>>
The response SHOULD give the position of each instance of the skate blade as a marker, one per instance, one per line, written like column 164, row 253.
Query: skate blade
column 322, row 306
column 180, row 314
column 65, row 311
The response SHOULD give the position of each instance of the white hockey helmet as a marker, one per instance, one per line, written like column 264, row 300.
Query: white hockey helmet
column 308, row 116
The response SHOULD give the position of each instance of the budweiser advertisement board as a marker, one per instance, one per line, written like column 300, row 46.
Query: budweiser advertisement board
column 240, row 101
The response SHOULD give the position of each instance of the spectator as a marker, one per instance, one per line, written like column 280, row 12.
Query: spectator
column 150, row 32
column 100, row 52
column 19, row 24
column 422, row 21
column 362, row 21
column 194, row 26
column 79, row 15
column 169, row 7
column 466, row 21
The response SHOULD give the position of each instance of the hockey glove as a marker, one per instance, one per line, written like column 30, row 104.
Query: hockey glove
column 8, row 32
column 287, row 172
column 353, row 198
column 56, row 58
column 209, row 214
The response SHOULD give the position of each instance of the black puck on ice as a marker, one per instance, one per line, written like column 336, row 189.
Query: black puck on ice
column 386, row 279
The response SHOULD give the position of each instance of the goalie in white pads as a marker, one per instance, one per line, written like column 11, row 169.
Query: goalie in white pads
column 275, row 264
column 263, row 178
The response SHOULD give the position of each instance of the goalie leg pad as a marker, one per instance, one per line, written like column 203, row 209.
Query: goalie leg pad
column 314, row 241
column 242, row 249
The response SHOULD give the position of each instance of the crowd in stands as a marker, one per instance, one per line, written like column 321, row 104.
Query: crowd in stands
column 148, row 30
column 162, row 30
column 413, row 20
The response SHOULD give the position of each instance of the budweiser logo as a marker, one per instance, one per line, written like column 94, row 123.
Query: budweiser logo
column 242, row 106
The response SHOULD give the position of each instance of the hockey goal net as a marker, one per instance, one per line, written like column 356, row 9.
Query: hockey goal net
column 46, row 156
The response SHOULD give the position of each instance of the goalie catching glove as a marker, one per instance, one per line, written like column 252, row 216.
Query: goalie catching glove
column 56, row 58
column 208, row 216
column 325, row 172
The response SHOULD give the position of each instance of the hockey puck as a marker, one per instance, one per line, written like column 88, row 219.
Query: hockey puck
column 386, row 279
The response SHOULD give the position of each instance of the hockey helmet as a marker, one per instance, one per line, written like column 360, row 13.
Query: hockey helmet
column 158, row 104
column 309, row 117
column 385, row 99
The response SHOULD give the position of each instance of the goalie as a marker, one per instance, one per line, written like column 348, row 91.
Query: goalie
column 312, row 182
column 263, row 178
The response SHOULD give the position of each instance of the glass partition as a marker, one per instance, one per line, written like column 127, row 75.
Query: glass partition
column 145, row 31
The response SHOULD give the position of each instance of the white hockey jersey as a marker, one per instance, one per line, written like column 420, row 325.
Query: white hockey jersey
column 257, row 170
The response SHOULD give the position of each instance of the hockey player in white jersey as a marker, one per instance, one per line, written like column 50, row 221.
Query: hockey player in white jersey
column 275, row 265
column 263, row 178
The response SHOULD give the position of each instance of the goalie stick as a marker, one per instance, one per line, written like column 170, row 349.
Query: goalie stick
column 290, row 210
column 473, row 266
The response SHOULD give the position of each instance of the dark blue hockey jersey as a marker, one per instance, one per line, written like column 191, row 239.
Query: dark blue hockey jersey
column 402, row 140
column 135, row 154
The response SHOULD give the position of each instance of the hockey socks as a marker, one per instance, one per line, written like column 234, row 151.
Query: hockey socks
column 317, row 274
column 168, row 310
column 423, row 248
<<
Repeat the data verbatim, from its first line down to and including the line that contains "column 65, row 311".

→ Worked answer:
The response SHOULD give the position of each instance of the skate blade as a marker, one per instance, one per line, written like column 164, row 253.
Query: skate blade
column 322, row 306
column 180, row 314
column 65, row 311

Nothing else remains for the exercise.